*** Data for this task Section Begins ***

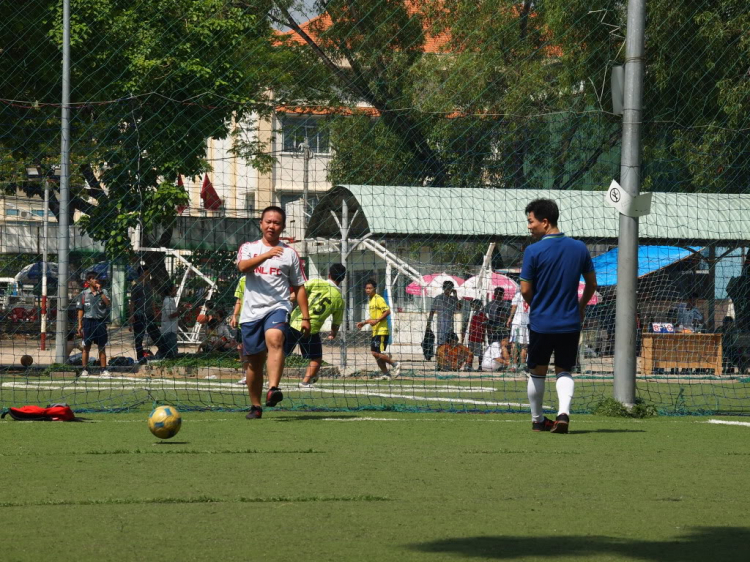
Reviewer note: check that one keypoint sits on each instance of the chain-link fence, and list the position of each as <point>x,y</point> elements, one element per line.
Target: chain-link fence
<point>404,139</point>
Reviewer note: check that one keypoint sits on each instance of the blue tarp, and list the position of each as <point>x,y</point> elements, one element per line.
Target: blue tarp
<point>650,259</point>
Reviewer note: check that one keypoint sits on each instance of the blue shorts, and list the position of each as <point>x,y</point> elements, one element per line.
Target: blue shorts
<point>310,347</point>
<point>254,333</point>
<point>94,331</point>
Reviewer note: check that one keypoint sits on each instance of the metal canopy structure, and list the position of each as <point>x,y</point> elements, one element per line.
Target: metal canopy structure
<point>497,214</point>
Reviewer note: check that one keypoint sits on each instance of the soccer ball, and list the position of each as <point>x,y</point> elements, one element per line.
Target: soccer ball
<point>165,422</point>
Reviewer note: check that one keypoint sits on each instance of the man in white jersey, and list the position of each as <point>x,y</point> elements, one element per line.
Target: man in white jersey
<point>272,269</point>
<point>518,321</point>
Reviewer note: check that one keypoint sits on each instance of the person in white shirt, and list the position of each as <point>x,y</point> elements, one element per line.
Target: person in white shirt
<point>272,270</point>
<point>518,320</point>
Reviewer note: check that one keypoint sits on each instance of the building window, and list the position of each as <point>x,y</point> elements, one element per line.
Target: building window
<point>294,129</point>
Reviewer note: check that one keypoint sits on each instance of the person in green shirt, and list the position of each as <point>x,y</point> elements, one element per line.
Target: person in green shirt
<point>379,312</point>
<point>324,298</point>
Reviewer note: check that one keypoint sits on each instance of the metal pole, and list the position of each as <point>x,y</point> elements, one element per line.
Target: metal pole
<point>630,178</point>
<point>43,345</point>
<point>62,222</point>
<point>345,282</point>
<point>305,189</point>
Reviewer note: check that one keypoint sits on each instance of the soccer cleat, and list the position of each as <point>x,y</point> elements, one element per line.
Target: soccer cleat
<point>273,397</point>
<point>561,424</point>
<point>545,425</point>
<point>255,413</point>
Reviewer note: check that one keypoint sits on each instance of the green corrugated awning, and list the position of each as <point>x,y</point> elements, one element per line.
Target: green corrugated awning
<point>480,213</point>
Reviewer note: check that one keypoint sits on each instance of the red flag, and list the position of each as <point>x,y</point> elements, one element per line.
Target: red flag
<point>211,200</point>
<point>180,208</point>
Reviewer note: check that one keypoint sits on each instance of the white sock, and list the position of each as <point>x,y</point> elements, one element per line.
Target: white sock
<point>535,389</point>
<point>564,387</point>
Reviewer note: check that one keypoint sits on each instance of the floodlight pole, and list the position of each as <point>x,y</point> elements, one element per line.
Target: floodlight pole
<point>63,230</point>
<point>43,339</point>
<point>630,179</point>
<point>345,282</point>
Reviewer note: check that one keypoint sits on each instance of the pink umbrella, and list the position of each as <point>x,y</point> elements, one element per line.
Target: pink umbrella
<point>433,285</point>
<point>594,299</point>
<point>475,286</point>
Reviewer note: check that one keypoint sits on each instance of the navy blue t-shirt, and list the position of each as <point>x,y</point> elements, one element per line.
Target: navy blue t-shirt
<point>554,266</point>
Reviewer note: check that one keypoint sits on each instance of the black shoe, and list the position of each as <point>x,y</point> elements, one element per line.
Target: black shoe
<point>273,397</point>
<point>255,413</point>
<point>544,425</point>
<point>561,424</point>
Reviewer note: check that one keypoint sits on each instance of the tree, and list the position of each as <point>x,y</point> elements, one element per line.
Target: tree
<point>517,94</point>
<point>151,82</point>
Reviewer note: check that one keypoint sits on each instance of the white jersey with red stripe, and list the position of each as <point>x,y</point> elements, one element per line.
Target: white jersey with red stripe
<point>267,286</point>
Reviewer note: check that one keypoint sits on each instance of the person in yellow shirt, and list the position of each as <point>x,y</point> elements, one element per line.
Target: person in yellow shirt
<point>379,312</point>
<point>325,300</point>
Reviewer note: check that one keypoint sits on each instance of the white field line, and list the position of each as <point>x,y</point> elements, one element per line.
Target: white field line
<point>727,422</point>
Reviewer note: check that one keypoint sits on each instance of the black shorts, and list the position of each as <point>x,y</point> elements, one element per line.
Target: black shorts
<point>378,344</point>
<point>310,347</point>
<point>564,346</point>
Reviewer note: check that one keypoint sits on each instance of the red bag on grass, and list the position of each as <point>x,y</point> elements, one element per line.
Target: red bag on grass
<point>56,412</point>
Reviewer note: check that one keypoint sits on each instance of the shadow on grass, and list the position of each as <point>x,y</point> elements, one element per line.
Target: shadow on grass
<point>703,543</point>
<point>314,418</point>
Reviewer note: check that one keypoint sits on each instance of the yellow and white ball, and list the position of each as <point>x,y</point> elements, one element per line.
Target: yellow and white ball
<point>165,422</point>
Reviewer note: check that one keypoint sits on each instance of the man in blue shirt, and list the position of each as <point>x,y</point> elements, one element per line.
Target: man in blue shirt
<point>552,268</point>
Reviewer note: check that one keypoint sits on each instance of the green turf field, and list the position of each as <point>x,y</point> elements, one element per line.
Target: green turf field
<point>375,486</point>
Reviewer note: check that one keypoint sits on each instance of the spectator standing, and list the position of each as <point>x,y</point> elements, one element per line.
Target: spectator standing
<point>477,332</point>
<point>518,321</point>
<point>445,305</point>
<point>498,313</point>
<point>93,306</point>
<point>687,316</point>
<point>169,321</point>
<point>552,268</point>
<point>452,356</point>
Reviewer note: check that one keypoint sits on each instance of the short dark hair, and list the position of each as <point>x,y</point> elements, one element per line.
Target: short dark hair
<point>337,271</point>
<point>276,209</point>
<point>544,209</point>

*** Data for this task Section Ends ***

Every line above from the line with "Target: person in green shirt" to the line with "soccer cleat, and", both included, must be reproduced exactly, and no other line may appear.

Target: person in green shirt
<point>379,312</point>
<point>324,298</point>
Reviewer note: check that one keypoint sits on each instance of the metal pole, and list the position of each as <point>x,y</point> elements, one element per line.
Target: metal pole
<point>630,178</point>
<point>43,345</point>
<point>62,222</point>
<point>345,282</point>
<point>305,189</point>
Reviewer note: check that one keypoint sits on each instance of the soccer cleat, and list the position of each as <point>x,y</point> elements, one element per line.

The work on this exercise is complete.